** TEXTO PROPORCIONADO **
- - -

La polifonía de esta etnia resulta extrañamente magnética. Anoche, tras la pequeña rebelión cervecera de la cena, los cánticos de los dong nos imbuyeron en una hipnosis colectiva de la que solo pudimos salir cuando las canciones dieron paso a un teatrillo al que invitaron a participar a los espectadores. Patrick y Marina, pasándose la neutralidad suiza por la mismísima nacionalidad, se presentaron voluntarios, y fueron los primeros en beber el vino dulce que corría por unas cañas de bambú sostenidas por las mujeres del coro; después, los dong nos convidaron al resto. Mi santo salió al escenario por voluntad propia; el heredero, a rastras. Yo, en contra de mi habitual gusto por echarme al coleto cualquier cosa que lleve algún grado, y no de temperatura, permanecí en mi asiento: torpe como soy, sabía que acabaría bañada en alcohol al intentar beber de esas cañas.
Marina, blanquísima, se puso colorada. Todos nos arremolinamos a su alrededor cachondeándonos de sus mejillas rojas. «¡Es el vino!», dijo en varios idiomas, y juntos fuimos charlando y riendo hacia el autobús mientras nos maravillábamos ante la imagen nocturna de Zhaoxing Dong Village, uno de los pueblos más hermosos de China. Y sería por la visión de sus torres iluminadas, por el vino o por el jolgorio general por lo que, de repente, el ambiente cambió: ya no éramos compañeros de viaje, sino camaradas.
A pesar del pequeño respiro de anoche, seguimos viviendo en el ajetreo. A media mañana cogemos un tren bala para desplazarnos casi seiscientos kilómetros y contemplar las cataratas de Huangguoshu. Son las más grandes de Asia, y por si una caída de agua de setenta y cuatro metros no fuera suficientemente majestuosa, aderezan el asunto con un espectáculo de luz y sonido.
Al día siguiente, en Longgong, paseamos por un paisaje kárstico lleno de acantilados, arroyos, bosques de piedra y cascadas donde la espuma del agua se transforma en una bruma húmeda. Es todo tan deslumbrantemente hermoso que empiezo a creer que la belleza salvará al mundo, especialmente cuando entramos en la cueva del Palacio del Dragón navegando por un riachuelo y nos encontramos en el interior de una catedral de bóvedas gigantescas y pilares esculpidos en piedra. Desafortunadamente, mi fe se tambalea al comprobar que la iluminación desatada en rojos, azules y amarillos le da a la cueva un aspecto artificial, verbenero. Me sorprende que un país que vive en armonía con la naturaleza sienta, al mismo tiempo, esa necesidad de intervenirla. Cuando lo natural es extraordinario no requiere aliño.
De vuelta en el hotel de Guiyang me pongo hecha un pincel: vamos a ir al teatro, y quiero demostrar a chinos y centroeuropeos que no soy esa mujer de pelos locos y brazos flácidos que han visto estos días, sino una señora de espléndida madurez. Aunque es martes, el recinto está lleno de gente de todas las edades que jalea las actuaciones y hace palmas sin parar con unos aplaudidores de plástico, pero es con la aparición de una cantante («una diva», nos dice Scott) cuando el respetable enloquece. Mira, lo mismo que me pasaría a mí si saliera Pantoja cantando 'Marinero de luces'.
Al finalizar el espectáculo, unos chavales se nos acercan en el vestíbulo del teatro y nos piden un selfi. ¿Por qué? Pues ni idea, pero si Sonia Monroy ha triunfado en Japón yo ya me creo cualquier cosa, hasta que una foto en la que salimos el heredero, mi santo y yo esté rulando por los móviles de tres zagalones chinos. Es nuestra última noche en Guizhou. Qué pena. Justo ahora que somos famosos.

- - -

** OBJETIVO A **
Responde estas preguntas según la crónica del viaje:
(i) ¿Quiénes se ofrecieron voluntarios en el teatrillo de los dong?
(ii) ¿Cuántos metros mide la caída de agua de las cataratas de Huangguoshu?
(iii) ¿Qué día de la semana era cuando fueron al teatro en Guiyang?
** OBJETIVO B **
Indica si cada afirmación coincide con la crónica del viaje y cita las palabras que lo deciden:
(i) Quien narra bebió el vino de las cañas de bambú.
(ii) Para ver las cataratas recorrieron casi seiscientos kilómetros en tren bala.
(iii) La iluminación de la cueva del Palacio del Dragón le pareció natural a quien narra.
Los datos no hacen falta para responder.

Entradas de un conjunto de datos de señalamiento
- - -

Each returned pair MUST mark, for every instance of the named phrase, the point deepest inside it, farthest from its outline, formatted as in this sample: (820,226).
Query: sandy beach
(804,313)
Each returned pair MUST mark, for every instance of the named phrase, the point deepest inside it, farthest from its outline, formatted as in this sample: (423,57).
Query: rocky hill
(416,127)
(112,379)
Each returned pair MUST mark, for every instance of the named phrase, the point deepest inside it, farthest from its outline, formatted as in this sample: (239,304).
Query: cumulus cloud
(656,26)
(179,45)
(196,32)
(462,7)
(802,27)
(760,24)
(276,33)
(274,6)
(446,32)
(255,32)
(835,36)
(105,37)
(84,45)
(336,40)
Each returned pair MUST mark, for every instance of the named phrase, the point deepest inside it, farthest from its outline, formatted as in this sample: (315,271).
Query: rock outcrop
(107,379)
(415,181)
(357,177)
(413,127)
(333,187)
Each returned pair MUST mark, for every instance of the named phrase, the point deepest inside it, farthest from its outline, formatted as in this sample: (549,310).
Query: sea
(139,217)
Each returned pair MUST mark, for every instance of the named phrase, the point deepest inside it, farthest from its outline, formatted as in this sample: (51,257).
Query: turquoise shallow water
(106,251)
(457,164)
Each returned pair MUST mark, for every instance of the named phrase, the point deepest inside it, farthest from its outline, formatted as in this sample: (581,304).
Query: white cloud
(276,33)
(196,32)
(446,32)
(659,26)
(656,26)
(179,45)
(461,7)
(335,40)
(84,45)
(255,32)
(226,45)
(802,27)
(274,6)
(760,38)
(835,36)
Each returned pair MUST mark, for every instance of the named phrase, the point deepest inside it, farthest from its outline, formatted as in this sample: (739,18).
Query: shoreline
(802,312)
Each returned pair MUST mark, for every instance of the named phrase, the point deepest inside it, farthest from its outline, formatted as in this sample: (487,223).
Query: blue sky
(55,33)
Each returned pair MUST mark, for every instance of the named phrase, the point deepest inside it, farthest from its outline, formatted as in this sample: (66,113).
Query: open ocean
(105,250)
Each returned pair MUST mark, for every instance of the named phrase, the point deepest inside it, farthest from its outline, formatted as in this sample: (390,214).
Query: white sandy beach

- - -

** SOLUCIÓN A **
(i) Patrick y Marina.
(ii) Setenta y cuatro metros.
(iii) Martes.

** SOLUCIÓN B **
(i) No: «permanecí en mi asiento».
(ii) Sí: «A media mañana cogemos un tren bala para desplazarnos casi seiscientos kilómetros y contemplar las cataratas de Huangguoshu».
(iii) No: «le da a la cueva un aspecto artificial, verbenero».